Set each line of the data down exactly, please.
DATA SECTION below:
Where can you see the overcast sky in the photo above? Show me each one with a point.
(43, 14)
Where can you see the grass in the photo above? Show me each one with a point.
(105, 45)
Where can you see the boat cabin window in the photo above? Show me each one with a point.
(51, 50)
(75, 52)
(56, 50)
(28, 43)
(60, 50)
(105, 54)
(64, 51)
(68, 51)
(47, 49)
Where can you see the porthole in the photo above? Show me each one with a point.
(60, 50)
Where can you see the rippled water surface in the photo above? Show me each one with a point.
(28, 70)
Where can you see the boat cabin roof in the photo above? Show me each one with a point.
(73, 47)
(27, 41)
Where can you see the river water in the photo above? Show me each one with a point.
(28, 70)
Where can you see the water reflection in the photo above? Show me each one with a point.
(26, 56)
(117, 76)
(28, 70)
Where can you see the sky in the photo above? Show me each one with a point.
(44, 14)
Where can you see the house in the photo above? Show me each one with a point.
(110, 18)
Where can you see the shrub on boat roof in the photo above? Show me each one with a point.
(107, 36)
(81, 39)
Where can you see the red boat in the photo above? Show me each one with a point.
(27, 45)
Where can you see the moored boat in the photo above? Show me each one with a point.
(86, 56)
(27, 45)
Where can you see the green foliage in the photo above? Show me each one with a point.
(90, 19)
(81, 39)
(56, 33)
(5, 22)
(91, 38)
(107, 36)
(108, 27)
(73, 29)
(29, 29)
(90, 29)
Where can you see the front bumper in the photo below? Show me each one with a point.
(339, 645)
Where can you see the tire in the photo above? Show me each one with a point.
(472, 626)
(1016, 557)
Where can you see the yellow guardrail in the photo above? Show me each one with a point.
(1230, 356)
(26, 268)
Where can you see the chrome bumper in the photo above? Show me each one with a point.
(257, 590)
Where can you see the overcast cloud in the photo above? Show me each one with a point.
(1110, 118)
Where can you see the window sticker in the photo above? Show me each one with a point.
End of DATA SECTION.
_OUTPUT FOR THIS EXERCISE:_
Where can you see the overcast sky in the photo above? Show me each one with a point.
(43, 14)
Where can you see the grass in the photo above? Show me each one with a point.
(105, 45)
Where can you see the boat cabin window in the photo above? Show me each one with a point.
(51, 50)
(75, 52)
(56, 50)
(28, 43)
(60, 50)
(105, 54)
(64, 51)
(68, 51)
(47, 49)
Where can you see the porthole in the photo above? Show me each one with a point.
(60, 50)
Where can you see the rippled water surface in the photo above? Show me each one with a point.
(28, 70)
Where can you see the boat cabin roof in the photo above? Show me each one with a point.
(73, 47)
(27, 41)
Where can you see the river water in the photo above? Show me each one with a point.
(28, 70)
Where can you see the water reflection in the photo above? Show me each one with a point.
(26, 56)
(117, 76)
(28, 70)
Where can you see the sky in the photo above? Show me each one with a point.
(44, 14)
Where can you see the house in the photo above? Show me each one with a point.
(110, 18)
Where can you see the shrub on boat roof in the photo above? Show me each one with a point.
(107, 36)
(81, 39)
Where can you see the red boat in the photo above? Show me each one with a point.
(27, 45)
Where can you see the moored boat in the photo above? Show me each one with a point.
(86, 56)
(27, 45)
Where can you see the green foliage in the photo above? Show me each one with a point.
(90, 19)
(81, 39)
(56, 33)
(5, 22)
(91, 38)
(107, 36)
(108, 27)
(73, 29)
(29, 29)
(90, 29)
Where can you see the front bumper in the photo below? Show me each one with a point.
(339, 645)
Where can you see the tire in the photo above? Show me each one with a point.
(472, 626)
(1016, 557)
Where can you see the yellow guardrail in the photo above? Show me each one with a point.
(1230, 356)
(26, 268)
Where can you see the chrome bumper in the photo above? Show me each one with a point.
(257, 590)
Where can you see the overcast cloud in the photo above? Show me each one with a point.
(1110, 118)
Where can you see the window sticker in the photo above? Show me each one with a point.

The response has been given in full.